-- START OF SOURCE DOCUMENT --
Out of Thin Air, Part I

The threat of unspoken expectations.

It's back to school time on college campuses everywhere, which means you can spot the freshmen coming from a mile away. They're the wide-eyed ones sneaking looks at the campus map, wearing school sweatshirts that look just a bit too crisp and new, traveling in packs of 10 or more because–much like wolves hunting in the wild–they sense that there's safety in numbers.

They're the ones with a million different thoughts running through their minds when you see them at orientation, in advising meetings, at the library, and during the first week of classes: How should I set up my schedule? How do I address my professors? Where do I buy my textbooks? Is this course going to be what I expect? How am I going to do in college? Do I even belong here?

During times of transition like this one, it can be hard to tune out these concerns and self-doubts to focus on the tasks at hand. Learning to do so is one of the keys to succeeding in college or any new endeavor. But for some individuals, this challenge is even more daunting because the distracting whispers are even louder.

Like the woman in the male-dominated engineering course.

Or the student of color in the nearly-all-White seminar.

There's added psychological burden to being in the minority or standing out from the crowd. So we learn from research on "solo status," or the experience of being the only person of a particular demographic present in a larger group. Data suggest that being the sole woman or person of color in a setting–or, for that matter, being the only man or the only White person–can be mentally taxing. You feel like everybody else's eyes are on you; you feel pressure to perform in order to represent your group well.
-- END OF SOURCE DOCUMENT --
-- START OF RECORDS PROVIDED --
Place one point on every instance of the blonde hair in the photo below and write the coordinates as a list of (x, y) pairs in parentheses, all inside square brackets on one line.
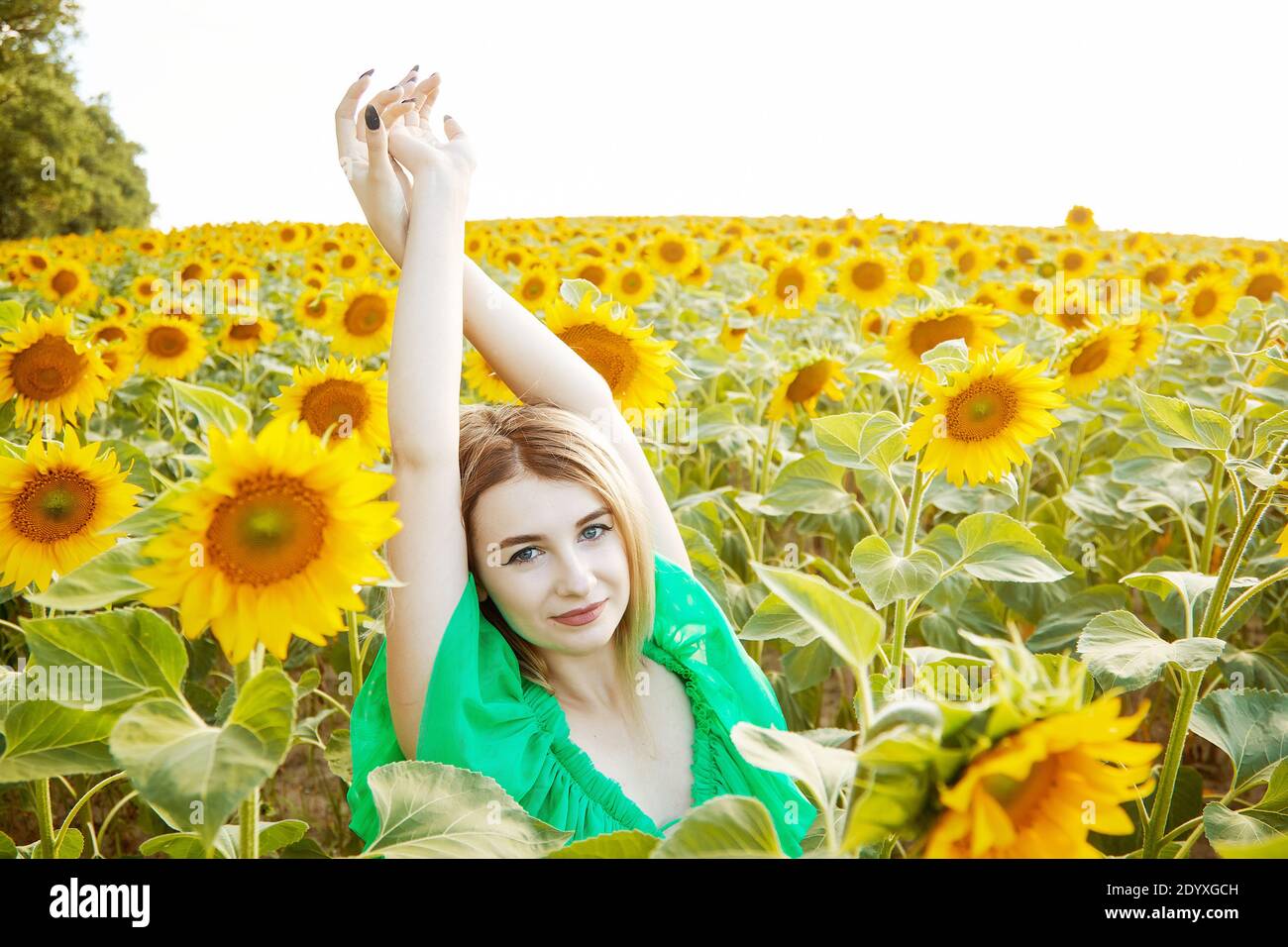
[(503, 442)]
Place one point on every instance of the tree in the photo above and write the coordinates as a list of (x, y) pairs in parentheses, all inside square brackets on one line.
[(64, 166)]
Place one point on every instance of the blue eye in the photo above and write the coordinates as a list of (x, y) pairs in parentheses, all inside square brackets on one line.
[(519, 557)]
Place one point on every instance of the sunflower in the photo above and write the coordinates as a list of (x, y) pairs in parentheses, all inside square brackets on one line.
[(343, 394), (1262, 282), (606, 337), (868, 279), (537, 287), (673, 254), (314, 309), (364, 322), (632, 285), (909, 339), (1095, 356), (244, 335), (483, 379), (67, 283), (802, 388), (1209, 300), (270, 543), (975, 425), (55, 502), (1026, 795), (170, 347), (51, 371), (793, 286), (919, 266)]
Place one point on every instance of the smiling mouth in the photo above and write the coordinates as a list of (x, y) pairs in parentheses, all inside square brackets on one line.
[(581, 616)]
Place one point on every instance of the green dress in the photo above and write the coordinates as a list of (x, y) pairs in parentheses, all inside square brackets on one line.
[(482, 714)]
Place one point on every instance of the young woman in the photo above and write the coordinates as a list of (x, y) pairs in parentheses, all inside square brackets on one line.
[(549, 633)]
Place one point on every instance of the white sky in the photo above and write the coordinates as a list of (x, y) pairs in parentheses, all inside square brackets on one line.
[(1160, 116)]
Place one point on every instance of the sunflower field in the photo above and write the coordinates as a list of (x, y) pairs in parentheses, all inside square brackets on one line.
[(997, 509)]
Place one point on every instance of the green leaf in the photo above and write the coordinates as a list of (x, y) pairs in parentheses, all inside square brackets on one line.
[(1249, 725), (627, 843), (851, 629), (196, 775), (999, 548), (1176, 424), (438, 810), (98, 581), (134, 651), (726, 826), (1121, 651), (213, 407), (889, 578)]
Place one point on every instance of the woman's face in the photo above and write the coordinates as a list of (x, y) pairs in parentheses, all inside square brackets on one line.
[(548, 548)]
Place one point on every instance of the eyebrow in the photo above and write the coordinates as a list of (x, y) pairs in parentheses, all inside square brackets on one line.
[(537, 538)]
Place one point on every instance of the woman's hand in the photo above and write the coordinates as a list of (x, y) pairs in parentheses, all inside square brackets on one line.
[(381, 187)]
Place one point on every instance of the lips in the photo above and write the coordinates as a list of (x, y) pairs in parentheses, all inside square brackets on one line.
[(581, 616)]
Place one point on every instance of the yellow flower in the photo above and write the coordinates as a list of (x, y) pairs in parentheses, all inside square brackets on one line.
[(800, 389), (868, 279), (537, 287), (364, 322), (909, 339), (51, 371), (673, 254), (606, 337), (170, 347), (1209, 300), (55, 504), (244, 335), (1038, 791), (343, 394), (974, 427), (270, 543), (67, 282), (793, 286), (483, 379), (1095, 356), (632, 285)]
-- END OF RECORDS PROVIDED --
-- START OF RECORDS PROVIDED --
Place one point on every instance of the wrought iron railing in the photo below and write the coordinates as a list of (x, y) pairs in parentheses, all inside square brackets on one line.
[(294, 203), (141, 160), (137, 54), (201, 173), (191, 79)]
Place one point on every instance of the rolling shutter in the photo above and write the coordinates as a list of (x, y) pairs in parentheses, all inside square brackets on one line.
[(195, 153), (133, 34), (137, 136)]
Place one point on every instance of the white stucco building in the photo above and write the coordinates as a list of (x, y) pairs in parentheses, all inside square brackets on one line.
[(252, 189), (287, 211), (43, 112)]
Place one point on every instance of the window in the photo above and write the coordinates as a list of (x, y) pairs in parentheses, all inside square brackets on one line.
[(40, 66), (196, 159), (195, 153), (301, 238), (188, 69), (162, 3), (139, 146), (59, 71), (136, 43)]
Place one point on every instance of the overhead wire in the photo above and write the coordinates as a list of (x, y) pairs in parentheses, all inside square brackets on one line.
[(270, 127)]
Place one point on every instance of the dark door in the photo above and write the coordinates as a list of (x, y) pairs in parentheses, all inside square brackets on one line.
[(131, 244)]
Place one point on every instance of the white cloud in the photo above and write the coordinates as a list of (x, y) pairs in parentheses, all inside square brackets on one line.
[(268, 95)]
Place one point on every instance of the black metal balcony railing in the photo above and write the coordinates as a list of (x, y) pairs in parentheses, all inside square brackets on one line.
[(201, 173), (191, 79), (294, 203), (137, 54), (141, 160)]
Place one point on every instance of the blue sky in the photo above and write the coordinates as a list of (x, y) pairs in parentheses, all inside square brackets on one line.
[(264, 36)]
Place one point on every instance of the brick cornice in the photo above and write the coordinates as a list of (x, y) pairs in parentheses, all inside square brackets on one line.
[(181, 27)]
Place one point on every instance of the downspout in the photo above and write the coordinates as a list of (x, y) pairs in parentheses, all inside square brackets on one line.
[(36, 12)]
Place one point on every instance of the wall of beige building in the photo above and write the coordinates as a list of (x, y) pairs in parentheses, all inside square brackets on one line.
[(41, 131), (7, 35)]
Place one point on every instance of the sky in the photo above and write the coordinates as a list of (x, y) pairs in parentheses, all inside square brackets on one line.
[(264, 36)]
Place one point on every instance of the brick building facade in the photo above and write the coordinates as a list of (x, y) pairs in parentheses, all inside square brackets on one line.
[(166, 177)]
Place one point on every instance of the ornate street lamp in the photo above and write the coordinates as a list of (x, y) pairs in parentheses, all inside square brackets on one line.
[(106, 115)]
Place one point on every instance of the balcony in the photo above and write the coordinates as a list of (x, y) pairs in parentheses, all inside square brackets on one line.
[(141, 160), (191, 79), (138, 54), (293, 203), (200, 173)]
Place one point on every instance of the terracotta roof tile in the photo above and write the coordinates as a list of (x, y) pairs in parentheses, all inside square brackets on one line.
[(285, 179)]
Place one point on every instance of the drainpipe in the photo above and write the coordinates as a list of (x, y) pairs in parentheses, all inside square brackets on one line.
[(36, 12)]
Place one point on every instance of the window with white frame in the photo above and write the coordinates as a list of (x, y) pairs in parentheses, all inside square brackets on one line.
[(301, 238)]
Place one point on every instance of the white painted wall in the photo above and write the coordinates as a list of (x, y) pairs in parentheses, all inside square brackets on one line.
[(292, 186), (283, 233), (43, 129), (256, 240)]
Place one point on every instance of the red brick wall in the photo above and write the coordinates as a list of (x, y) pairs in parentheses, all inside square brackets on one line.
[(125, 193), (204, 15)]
-- END OF RECORDS PROVIDED --
-- START OF RECORDS PROVIDED --
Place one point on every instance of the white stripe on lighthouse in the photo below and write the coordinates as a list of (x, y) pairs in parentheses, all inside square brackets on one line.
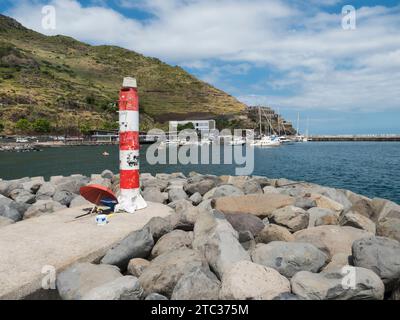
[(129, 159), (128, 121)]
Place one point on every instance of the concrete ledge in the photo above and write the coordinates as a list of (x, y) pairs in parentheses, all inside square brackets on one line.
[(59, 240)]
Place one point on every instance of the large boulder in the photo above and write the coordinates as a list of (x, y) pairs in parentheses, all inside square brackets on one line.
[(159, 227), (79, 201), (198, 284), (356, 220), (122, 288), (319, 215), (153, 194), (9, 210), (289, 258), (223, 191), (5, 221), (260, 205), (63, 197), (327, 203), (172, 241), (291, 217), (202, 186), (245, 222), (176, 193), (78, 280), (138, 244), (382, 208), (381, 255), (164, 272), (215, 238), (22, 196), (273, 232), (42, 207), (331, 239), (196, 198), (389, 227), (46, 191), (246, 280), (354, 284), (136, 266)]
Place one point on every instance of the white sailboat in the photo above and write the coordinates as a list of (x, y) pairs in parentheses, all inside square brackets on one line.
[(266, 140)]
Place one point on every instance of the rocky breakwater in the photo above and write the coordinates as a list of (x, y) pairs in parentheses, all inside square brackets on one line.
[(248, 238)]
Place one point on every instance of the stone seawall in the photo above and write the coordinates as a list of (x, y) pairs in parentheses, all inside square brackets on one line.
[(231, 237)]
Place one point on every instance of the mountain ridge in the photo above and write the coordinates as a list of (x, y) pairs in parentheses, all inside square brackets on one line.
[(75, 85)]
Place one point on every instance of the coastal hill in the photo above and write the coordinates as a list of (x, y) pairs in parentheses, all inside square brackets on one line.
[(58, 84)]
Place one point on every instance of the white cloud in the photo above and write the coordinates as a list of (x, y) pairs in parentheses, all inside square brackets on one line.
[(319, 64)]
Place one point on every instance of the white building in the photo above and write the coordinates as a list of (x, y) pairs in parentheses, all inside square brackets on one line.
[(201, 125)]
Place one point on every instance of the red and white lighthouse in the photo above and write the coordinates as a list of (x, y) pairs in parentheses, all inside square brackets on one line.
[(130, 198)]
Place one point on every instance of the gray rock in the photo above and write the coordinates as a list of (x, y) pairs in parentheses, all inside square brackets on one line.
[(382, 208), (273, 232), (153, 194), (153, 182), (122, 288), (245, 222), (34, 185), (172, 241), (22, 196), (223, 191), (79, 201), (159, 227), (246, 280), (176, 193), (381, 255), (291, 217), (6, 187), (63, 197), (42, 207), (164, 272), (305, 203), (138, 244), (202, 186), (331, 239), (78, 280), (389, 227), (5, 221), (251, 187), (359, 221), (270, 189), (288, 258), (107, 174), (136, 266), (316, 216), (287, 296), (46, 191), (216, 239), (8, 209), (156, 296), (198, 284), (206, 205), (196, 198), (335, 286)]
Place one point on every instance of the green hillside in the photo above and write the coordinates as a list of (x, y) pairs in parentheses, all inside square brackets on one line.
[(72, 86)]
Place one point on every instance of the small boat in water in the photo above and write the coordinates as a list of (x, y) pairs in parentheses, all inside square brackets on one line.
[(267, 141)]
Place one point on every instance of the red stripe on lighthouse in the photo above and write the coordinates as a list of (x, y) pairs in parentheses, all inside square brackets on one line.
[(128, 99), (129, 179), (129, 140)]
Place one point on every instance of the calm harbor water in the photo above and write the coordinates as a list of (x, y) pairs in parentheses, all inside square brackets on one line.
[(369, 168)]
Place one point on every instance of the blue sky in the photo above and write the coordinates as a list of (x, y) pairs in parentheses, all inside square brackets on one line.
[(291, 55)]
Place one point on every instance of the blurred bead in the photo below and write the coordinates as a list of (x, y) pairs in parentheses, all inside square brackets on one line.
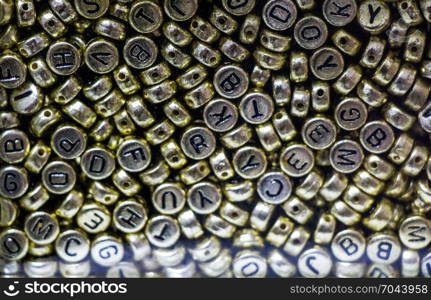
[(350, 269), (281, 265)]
-- END OF RECORDS PROVIDED --
▸ **WRITTEN REQUEST**:
Do statements (a), (b), and (c) agree with the text about college freshmen? For each, answer yes or no and quote the deciding words of the text.
(a) Freshmen can be seen moving in groups of 10 or more.
(b) Being the only person of one's group in a setting is described as mentally taxing only for women and people of color.
(c) Learning to tune out concerns and self-doubts is called one of the keys to succeeding.

▸ **COMPLETE OUTPUT**:
(a) Yes: "traveling in packs of 10 or more"
(b) No: "or, for that matter, being the only man or the only White person–can be mentally taxing"
(c) Yes: "Learning to do so is one of the keys to succeeding in college or any new endeavor."